>> start DATASET ENTRIES
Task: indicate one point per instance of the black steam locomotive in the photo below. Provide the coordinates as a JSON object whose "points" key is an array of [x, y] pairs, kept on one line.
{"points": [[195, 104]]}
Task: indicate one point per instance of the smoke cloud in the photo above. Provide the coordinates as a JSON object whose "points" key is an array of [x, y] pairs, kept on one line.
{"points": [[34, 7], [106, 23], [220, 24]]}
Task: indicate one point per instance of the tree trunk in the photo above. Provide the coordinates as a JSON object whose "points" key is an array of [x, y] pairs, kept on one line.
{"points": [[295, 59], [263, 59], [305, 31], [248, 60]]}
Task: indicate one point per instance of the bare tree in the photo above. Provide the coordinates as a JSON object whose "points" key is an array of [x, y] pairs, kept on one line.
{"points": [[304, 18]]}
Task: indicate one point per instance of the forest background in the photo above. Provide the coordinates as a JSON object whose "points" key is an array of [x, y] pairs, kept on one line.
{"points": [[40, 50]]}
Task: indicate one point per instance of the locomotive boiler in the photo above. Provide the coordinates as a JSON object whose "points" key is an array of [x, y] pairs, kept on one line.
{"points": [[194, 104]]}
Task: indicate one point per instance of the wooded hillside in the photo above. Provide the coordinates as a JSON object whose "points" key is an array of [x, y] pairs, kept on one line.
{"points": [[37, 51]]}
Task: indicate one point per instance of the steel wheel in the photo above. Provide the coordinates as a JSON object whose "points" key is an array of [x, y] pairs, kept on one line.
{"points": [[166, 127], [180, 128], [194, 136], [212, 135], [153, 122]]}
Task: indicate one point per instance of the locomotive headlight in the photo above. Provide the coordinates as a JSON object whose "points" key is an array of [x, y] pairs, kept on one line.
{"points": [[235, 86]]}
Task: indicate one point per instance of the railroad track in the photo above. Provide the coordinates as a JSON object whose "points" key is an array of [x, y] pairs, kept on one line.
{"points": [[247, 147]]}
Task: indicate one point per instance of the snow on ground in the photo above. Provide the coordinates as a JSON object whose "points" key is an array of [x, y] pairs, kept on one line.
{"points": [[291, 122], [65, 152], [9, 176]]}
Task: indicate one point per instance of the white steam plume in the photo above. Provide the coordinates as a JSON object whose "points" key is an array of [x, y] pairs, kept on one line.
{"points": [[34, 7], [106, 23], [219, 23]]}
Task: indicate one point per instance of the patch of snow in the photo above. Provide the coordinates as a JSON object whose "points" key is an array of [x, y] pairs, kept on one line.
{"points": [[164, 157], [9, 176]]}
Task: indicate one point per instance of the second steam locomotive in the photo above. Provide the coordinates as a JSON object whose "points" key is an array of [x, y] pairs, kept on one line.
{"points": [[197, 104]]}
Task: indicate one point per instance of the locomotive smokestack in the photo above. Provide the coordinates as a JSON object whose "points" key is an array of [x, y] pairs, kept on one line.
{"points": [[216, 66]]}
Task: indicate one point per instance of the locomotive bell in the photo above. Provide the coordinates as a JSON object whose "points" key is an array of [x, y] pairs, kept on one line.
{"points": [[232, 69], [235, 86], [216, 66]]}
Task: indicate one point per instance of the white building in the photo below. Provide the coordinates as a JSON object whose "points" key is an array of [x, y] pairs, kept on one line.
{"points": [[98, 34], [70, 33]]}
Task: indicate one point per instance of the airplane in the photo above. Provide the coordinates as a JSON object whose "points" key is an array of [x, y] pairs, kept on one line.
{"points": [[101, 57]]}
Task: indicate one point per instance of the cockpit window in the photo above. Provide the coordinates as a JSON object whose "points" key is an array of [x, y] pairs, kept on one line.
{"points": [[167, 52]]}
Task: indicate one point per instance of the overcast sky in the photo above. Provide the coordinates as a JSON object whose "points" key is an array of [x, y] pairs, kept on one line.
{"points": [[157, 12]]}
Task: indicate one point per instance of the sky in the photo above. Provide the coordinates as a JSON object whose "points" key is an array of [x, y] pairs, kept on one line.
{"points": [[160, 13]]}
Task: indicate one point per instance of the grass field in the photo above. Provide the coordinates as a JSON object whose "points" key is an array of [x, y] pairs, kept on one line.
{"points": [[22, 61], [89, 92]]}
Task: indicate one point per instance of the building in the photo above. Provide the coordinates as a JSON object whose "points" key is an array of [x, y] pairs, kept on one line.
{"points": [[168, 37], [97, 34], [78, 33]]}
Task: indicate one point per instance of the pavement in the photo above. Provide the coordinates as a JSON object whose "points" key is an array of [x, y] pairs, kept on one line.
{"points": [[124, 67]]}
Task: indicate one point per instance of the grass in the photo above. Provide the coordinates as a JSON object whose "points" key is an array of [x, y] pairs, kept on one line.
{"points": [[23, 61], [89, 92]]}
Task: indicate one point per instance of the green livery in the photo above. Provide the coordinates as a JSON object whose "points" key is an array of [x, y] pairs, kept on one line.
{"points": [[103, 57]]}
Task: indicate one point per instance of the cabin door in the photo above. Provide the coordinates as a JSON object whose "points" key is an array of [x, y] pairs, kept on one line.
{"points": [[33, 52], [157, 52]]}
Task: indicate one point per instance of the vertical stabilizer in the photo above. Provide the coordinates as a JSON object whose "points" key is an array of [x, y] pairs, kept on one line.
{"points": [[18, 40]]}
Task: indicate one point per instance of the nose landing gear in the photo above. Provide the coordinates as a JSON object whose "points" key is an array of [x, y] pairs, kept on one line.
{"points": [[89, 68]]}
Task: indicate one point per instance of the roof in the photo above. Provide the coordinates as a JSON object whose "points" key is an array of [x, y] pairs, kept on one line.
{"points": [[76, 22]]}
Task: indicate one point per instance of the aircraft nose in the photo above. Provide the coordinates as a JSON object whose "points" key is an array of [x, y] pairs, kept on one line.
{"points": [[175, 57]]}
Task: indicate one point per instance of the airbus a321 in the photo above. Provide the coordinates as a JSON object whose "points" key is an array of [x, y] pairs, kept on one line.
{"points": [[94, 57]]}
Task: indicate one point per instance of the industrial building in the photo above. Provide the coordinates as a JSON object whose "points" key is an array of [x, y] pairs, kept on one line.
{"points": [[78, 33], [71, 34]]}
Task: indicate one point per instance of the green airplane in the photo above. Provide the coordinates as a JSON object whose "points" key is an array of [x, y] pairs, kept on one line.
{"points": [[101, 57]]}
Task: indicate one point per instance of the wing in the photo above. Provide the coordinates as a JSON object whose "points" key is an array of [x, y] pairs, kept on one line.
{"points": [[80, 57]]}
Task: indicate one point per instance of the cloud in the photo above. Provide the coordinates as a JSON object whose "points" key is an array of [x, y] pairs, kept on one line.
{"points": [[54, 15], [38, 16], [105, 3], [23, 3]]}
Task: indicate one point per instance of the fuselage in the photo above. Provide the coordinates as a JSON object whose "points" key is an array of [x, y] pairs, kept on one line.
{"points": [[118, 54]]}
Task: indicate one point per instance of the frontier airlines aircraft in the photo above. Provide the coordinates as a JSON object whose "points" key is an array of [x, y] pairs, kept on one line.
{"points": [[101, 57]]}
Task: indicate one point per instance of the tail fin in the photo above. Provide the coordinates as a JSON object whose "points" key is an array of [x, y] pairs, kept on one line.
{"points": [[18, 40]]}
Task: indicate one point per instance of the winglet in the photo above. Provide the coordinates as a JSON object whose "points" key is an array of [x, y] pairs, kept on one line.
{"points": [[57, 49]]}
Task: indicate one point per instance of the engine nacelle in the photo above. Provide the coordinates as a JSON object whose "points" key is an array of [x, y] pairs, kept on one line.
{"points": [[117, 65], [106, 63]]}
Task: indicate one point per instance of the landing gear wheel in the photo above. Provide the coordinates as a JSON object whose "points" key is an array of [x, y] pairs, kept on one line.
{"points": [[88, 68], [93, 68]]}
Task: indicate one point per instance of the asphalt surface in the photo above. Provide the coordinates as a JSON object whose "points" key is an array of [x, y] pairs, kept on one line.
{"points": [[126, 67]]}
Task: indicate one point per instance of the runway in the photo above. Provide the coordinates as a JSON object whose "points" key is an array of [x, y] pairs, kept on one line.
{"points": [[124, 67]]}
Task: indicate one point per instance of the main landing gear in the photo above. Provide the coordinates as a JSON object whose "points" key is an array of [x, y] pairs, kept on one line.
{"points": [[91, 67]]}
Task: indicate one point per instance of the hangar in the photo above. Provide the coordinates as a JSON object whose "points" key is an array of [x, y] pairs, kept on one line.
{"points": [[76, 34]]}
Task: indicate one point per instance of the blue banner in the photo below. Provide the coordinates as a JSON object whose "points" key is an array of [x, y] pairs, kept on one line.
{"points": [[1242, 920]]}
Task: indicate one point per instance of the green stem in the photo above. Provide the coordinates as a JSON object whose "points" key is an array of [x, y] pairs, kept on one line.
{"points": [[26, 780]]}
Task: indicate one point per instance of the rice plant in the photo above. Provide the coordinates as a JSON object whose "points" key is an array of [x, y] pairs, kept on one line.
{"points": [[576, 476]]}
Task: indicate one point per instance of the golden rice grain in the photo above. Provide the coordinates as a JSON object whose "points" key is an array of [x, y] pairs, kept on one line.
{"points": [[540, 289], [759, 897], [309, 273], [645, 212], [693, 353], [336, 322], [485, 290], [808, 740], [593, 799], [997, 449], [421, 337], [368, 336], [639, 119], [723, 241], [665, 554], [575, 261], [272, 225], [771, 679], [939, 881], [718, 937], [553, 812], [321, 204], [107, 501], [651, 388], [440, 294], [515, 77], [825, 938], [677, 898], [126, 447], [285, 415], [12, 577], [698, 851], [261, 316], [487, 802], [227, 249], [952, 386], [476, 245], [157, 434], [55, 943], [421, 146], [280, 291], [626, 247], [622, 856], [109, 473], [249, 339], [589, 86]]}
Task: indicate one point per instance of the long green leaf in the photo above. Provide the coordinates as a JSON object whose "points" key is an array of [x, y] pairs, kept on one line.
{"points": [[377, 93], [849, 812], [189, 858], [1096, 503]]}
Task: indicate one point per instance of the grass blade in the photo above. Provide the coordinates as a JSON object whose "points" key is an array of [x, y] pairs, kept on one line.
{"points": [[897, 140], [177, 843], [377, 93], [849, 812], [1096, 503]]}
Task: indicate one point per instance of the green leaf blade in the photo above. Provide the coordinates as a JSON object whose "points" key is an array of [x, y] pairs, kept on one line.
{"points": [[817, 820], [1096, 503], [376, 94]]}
>> end DATASET ENTRIES
▸ AIM: Beginning at the line that holds "Task: indicate one point per instance of the long", write out word for word each line through the end of the records.

▸ RESPONSE TO THE TASK:
Task: indicate one point per instance of the long green leaf in the photo above. Provide the coordinates as a JSON object whose "points" key is an array of [x, y] pairs, kept on one line.
{"points": [[377, 93], [849, 812], [189, 858], [1096, 503]]}
Task: indicate one point per instance of the grass blade in the photo above. Provide the coordinates as a JSON object whose "points" key is an array of [x, y] pairs, kept on one line.
{"points": [[897, 140], [177, 843], [377, 93], [849, 812], [1096, 503]]}
Task: indicate one point per instance of the green leaf blade in the photo above. Provide the coordinates as a JSON object whose "points" key is an array of [x, y] pairs, kept on one line.
{"points": [[817, 820], [1096, 503], [376, 94]]}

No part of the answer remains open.